-- start of Supplied data --

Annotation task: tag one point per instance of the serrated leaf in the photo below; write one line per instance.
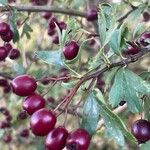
(26, 31)
(51, 57)
(129, 87)
(115, 127)
(90, 114)
(145, 146)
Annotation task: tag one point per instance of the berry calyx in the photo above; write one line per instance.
(3, 53)
(33, 103)
(4, 28)
(23, 85)
(141, 130)
(145, 39)
(56, 139)
(91, 14)
(71, 50)
(14, 54)
(78, 139)
(8, 37)
(42, 122)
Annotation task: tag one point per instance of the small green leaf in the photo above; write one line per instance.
(129, 87)
(90, 114)
(51, 57)
(26, 31)
(115, 127)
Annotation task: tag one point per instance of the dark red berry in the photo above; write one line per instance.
(7, 138)
(4, 28)
(14, 54)
(22, 115)
(62, 25)
(8, 47)
(3, 82)
(141, 130)
(23, 85)
(55, 40)
(145, 39)
(47, 15)
(56, 139)
(78, 140)
(42, 122)
(50, 99)
(33, 103)
(146, 16)
(71, 50)
(91, 14)
(52, 23)
(8, 37)
(3, 53)
(24, 133)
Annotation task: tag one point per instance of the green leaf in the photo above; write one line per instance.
(3, 2)
(51, 57)
(114, 125)
(129, 87)
(90, 114)
(26, 31)
(145, 146)
(102, 26)
(13, 25)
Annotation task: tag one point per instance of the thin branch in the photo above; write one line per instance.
(45, 9)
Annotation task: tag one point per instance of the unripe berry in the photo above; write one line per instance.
(71, 50)
(56, 139)
(33, 103)
(78, 139)
(42, 122)
(23, 85)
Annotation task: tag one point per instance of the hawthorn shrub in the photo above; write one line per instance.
(70, 75)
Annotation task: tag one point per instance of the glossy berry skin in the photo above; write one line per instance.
(3, 53)
(14, 54)
(55, 40)
(4, 28)
(3, 82)
(141, 130)
(8, 47)
(145, 36)
(71, 50)
(78, 140)
(56, 139)
(131, 51)
(8, 37)
(42, 122)
(33, 103)
(23, 85)
(91, 14)
(46, 15)
(24, 133)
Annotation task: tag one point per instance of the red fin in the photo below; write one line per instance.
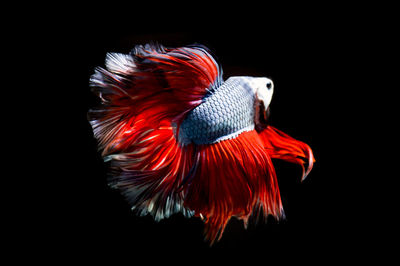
(233, 178)
(282, 146)
(144, 96)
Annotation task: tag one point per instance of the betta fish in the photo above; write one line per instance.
(180, 139)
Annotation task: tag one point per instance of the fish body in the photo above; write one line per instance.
(181, 139)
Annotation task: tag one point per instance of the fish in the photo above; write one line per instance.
(178, 138)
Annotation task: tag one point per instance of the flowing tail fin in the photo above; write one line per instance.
(233, 178)
(282, 146)
(144, 96)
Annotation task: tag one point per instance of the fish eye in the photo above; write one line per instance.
(269, 85)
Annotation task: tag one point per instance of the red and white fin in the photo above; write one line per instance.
(144, 96)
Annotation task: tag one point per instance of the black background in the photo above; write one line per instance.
(312, 57)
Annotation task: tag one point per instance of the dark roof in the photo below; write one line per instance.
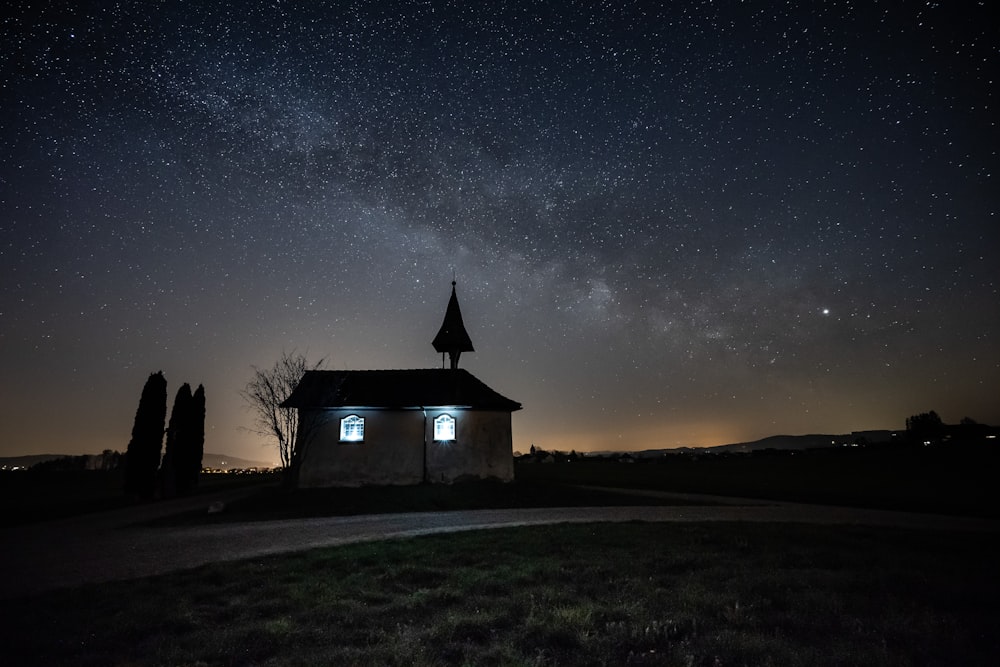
(452, 336)
(396, 389)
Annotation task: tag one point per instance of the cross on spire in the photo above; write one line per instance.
(452, 337)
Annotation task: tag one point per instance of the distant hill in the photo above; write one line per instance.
(11, 462)
(224, 462)
(780, 442)
(216, 461)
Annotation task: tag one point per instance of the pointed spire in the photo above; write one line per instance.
(452, 337)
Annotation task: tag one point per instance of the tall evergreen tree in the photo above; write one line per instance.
(194, 442)
(142, 457)
(172, 470)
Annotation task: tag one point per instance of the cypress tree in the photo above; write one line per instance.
(142, 457)
(197, 436)
(191, 442)
(172, 470)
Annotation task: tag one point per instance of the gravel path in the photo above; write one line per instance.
(107, 547)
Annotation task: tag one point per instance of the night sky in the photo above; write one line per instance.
(688, 225)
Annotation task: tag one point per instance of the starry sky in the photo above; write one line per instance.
(691, 224)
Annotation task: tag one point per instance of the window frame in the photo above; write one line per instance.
(352, 429)
(440, 421)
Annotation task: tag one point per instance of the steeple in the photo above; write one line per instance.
(452, 337)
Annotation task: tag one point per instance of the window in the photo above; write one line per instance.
(444, 427)
(352, 429)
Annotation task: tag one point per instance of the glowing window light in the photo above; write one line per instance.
(444, 427)
(352, 429)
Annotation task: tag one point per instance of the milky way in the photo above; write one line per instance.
(689, 225)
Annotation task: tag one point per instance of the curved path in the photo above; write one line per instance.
(109, 546)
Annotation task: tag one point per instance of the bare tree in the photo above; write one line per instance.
(265, 393)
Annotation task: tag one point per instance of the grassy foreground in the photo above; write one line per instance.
(615, 594)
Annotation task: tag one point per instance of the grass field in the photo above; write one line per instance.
(951, 479)
(600, 594)
(613, 594)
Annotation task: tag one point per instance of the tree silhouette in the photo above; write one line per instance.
(142, 458)
(173, 457)
(185, 442)
(265, 393)
(195, 440)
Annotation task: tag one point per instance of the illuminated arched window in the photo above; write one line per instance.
(444, 427)
(352, 429)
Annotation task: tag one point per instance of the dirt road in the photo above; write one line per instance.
(110, 546)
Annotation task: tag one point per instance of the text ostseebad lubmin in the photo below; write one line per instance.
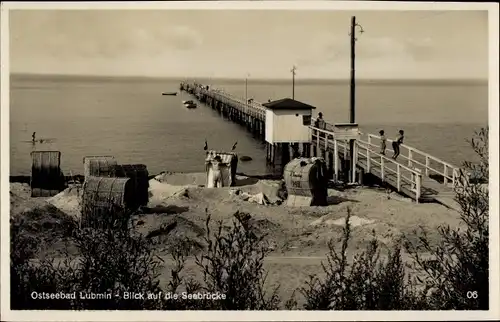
(128, 296)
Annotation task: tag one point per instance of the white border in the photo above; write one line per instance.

-- end of Supplied data --

* **Directions for this task**: Render all of the records above as a numbered list, omitting any blank lines. Leave the pictures out of the list.

* **Solution to the problem**:
1. Annotation task: tag one point per instance of the serrated leaf in the photo below; write one line per instance.
2. (26, 31)
3. (51, 57)
4. (129, 87)
5. (115, 127)
6. (90, 114)
7. (145, 146)
8. Annotation task: tag one point per instance of the berry calyx in the photo above; write one line per instance.
9. (3, 53)
10. (33, 103)
11. (4, 28)
12. (23, 85)
13. (141, 130)
14. (145, 39)
15. (56, 139)
16. (91, 14)
17. (71, 50)
18. (14, 54)
19. (78, 139)
20. (8, 37)
21. (42, 122)
22. Annotation task: tag one point per instance of the small green leaf in the photo above; write one line per instance.
23. (129, 87)
24. (90, 114)
25. (51, 57)
26. (26, 31)
27. (115, 127)
28. Annotation task: tag one point per instance of the dark red berry in the photo above; write one line per instance.
29. (7, 138)
30. (4, 28)
31. (14, 54)
32. (22, 115)
33. (62, 25)
34. (8, 47)
35. (3, 82)
36. (141, 130)
37. (23, 85)
38. (55, 40)
39. (145, 39)
40. (47, 15)
41. (56, 139)
42. (78, 140)
43. (42, 122)
44. (50, 99)
45. (33, 103)
46. (146, 16)
47. (71, 50)
48. (91, 14)
49. (52, 23)
50. (8, 37)
51. (3, 53)
52. (24, 133)
53. Annotation task: tag one point per instance of the green leaf in the photo above; write one line per instance.
54. (3, 2)
55. (51, 57)
56. (114, 125)
57. (129, 87)
58. (90, 114)
59. (26, 31)
60. (145, 146)
61. (102, 26)
62. (13, 25)
63. Annotation task: tag one point per instance of the thin branch in the photo above; write one line per instance.
64. (45, 9)
65. Annotation task: tag one point per instance of the unripe berry in the photo above; write one line per instance.
66. (71, 50)
67. (56, 139)
68. (33, 103)
69. (78, 139)
70. (42, 122)
71. (23, 85)
72. Annotation task: tag one point per instance of the hawthorn shrub in the photo above; write one line per instance.
73. (70, 75)
74. Annotation task: tag one point per instance of the glossy berry skin in the photo above; write one line per instance.
75. (3, 53)
76. (14, 54)
77. (55, 40)
78. (4, 28)
79. (3, 82)
80. (141, 130)
81. (8, 47)
82. (145, 36)
83. (71, 50)
84. (78, 140)
85. (56, 139)
86. (131, 51)
87. (8, 37)
88. (42, 122)
89. (33, 103)
90. (23, 85)
91. (91, 14)
92. (46, 15)
93. (24, 133)
94. Annotation task: tag one point per instance of the red fin in the photo below; write one line per instance.
95. (233, 178)
96. (282, 146)
97. (144, 96)
98. Annotation task: tag one point per instance of the betta fish in the photo above; write one line per instance.
99. (180, 139)
100. Annotation task: tag one point per instance of the fish body in the photo above; write one line per instance.
101. (181, 139)
102. Annotation task: tag one point per instance of the fish in the photo above; write one line per instance.
103. (178, 138)
104. Annotation task: tag one point per instance of the flowing tail fin in the photo above; write one line per instance.
105. (233, 178)
106. (282, 146)
107. (144, 96)
108. Annotation task: tag one point per instance of the fish eye in the photo above; write one line per instance.
109. (269, 85)
110. Annotation task: tag one point per instance of the red and white fin in the photo above; write one line per instance.
111. (144, 96)
112. Annotation task: tag one point per instance of the black background in the photo above; write one line per instance.
113. (312, 57)
114. Annotation task: tag one point per instance of the dark roof in the photo below; write one line per instance.
115. (452, 336)
116. (396, 389)
117. Annotation task: tag one point per instance of the cross on spire in the photo above; write one line per instance.
118. (452, 337)
119. Annotation task: tag one point per instance of the distant hill in the photo above; write one line per instance.
120. (11, 462)
121. (224, 462)
122. (780, 442)
123. (216, 461)
124. Annotation task: tag one point per instance of the pointed spire in the photo above; write one line per instance.
125. (452, 337)
126. Annotation task: tag one point per instance of the tall evergreen tree in the photo above; write one line per instance.
127. (194, 442)
128. (142, 457)
129. (172, 470)
130. Annotation task: tag one point per instance of the cypress tree in the photo above; write one line per instance.
131. (142, 457)
132. (197, 436)
133. (191, 442)
134. (172, 470)
135. Annotation task: tag one point per instance of the gravel path in the photo above; write one line per instance.
136. (107, 547)
137. Annotation task: tag one point per instance of the night sky in the photo above; write one line per instance.
138. (688, 225)
139. Annotation task: tag one point per instance of the starry sky in the photo above; write one line per instance.
140. (691, 224)
141. Annotation task: tag one point per instance of the window frame in the photo above; write one line per instance.
142. (352, 429)
143. (440, 421)
144. Annotation task: tag one point per instance of the steeple in the photo above; write one line per instance.
145. (452, 337)
146. Annotation task: tag one point per instance of the window in the photo above; write one line per instance.
147. (444, 427)
148. (352, 429)
149. Annotation task: tag one point per instance of the glowing window light in the photo above; write one line per instance.
150. (444, 427)
151. (352, 429)
152. Annotation task: tag one point per instance of the milky way in the photo above; write one line per instance.
153. (689, 225)
154. Annotation task: tag one point per instance of the curved path in the photo above; write one line per instance.
155. (109, 546)
156. Annotation task: tag one point per instance of the bare tree in the photo above; write one line per instance.
157. (265, 393)
158. Annotation task: tag one point per instance of the grassy foreground in the photo above; write one line per instance.
159. (615, 594)
160. Annotation task: tag one point per instance of the grass field in the photo above; write one line per instance.
161. (951, 479)
162. (600, 594)
163. (613, 594)
164. Annotation task: tag one point per instance of the tree silhouette in the photo above; write one line per instance.
165. (142, 458)
166. (173, 457)
167. (185, 442)
168. (265, 393)
169. (195, 440)
170. Annotation task: tag one point per instance of the illuminated arched window in the photo above; write one line per instance.
171. (444, 427)
172. (352, 429)
173. Annotation task: tag one point per instance of the dirt road in the photo above; write one line per instance.
174. (110, 546)
175. Annotation task: tag one point per instance of the text ostseebad lubmin in the photo below; write one line per instance.
176. (128, 296)
177. Annotation task: tag one point per instance of the white border in the photo above; write one line per instance.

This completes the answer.